Given passage:
= = = =
# Sepsis Prediction

### Training Notes

Imputation
- Imputed training data with a nice monotonic piecewise polynomial (PCHIP)
- If weight was missing, used average UK weights

Data Splitting
- Split on per-patient basis to avoid correlations

Picking Data
- Avoided an hour before sepsis is recorded because a patient could have contracted it prior to detection

Standardization
- Mean 0, SD 1

In [None]:
# For python 2 & 3 compatibility:
# Import future builtins
from builtins import (ascii, bytes, chr, dict, filter, hex, input,
                      int, map, next, oct, open, pow, range, round,
                      str, super, zip)
from __future__ import print_function
# Disallow removed builtins like xrange
#from future.builtins.disabled import *
from tqdm import tqdm

import numpy as np

# Settings
TRAINING_SIZE     = 0.7 # proportion of dataset to train on

In [None]:
def perc(num):
    return '{:.2f}'.format(100*num)+"%"

In [None]:
# assumes data structure
# {'patient id': {'info1': 1234, ..., 'measurements': numpyarray[time x measurement]}}
# and that trigger_alert is a binary function

from copy import deepcopy
import math
from collections import deque

def score(trigger_alert, patient_data, k):
    """inputs detection window k, an alarm function to test, and patient data with
    rows time and columns measurements. Note that the detection window is inclusive."""
    assert k >= 1
    num_septic          = 0
    num_detected_septic = 0
    num_alerts          = 0
    num_positive_alerts = 0
    
    
    
    for patient in tqdm(patient_data.itervalues(), total = len(patient_data)):
        alarm_deque = deque(3*[False], 3)
        
        # if the patient does not contract sepsis, test on all times
        if math.isnan(patient['column_onset']):
            for i in range(patient['measurements'].shape[0]):
                patient_prefix = deepcopy(patient)
                #no cheating!
                del patient_prefix['column_onset']
                patient_prefix['measurements'] = patient['measurements'][:i+1,:]
                
                if trigger_alert(patient_prefix, k) and True not in alarm_deque:
                    alarm_deque.append(True)
                    num_alerts += 1
                else:
                    alarm_deque.append(False)
                    
        else: #the patient is septic; test up through diagnosis
            sepsis_detected = False
            
            for i in range(patient['column_onset']+1):# +1 b/c we're including the onset time in prediction
                patient_prefix = deepcopy(patient)
                #no cheating!
= = = =
Given entries:

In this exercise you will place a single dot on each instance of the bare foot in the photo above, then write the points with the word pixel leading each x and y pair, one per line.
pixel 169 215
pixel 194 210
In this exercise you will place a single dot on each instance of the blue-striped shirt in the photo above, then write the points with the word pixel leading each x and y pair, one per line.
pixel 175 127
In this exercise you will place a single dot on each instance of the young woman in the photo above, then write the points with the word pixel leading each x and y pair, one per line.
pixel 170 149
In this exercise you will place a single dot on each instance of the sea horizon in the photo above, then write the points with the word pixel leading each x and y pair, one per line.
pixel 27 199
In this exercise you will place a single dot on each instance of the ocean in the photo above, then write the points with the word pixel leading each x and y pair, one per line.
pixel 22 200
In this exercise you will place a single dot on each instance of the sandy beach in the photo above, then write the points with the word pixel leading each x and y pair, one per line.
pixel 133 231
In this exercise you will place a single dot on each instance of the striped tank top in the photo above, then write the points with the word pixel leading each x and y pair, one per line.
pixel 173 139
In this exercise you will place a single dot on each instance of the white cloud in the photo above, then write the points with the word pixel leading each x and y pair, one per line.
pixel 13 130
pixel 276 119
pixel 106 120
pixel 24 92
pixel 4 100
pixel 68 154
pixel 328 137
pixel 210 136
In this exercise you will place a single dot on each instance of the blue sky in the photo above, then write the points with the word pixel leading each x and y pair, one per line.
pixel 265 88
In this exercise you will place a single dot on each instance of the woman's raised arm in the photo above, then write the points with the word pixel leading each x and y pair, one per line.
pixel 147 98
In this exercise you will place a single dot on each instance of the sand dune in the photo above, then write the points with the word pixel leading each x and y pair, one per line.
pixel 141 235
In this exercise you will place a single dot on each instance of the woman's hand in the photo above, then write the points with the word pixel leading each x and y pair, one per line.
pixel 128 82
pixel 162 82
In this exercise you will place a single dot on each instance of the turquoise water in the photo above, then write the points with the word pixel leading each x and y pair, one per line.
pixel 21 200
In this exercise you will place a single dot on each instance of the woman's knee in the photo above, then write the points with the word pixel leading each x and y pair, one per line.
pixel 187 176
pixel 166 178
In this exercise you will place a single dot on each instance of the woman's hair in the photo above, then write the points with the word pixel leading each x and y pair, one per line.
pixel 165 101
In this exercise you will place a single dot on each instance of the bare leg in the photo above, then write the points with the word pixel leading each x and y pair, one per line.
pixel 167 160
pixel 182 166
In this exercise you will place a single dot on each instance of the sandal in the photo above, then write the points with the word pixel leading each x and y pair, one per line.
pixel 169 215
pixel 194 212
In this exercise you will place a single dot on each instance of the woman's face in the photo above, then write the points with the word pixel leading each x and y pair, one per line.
= = = =
In the sepsis prediction notes, what was used when a patient's weight was missing?

Finished task: Average UK weights.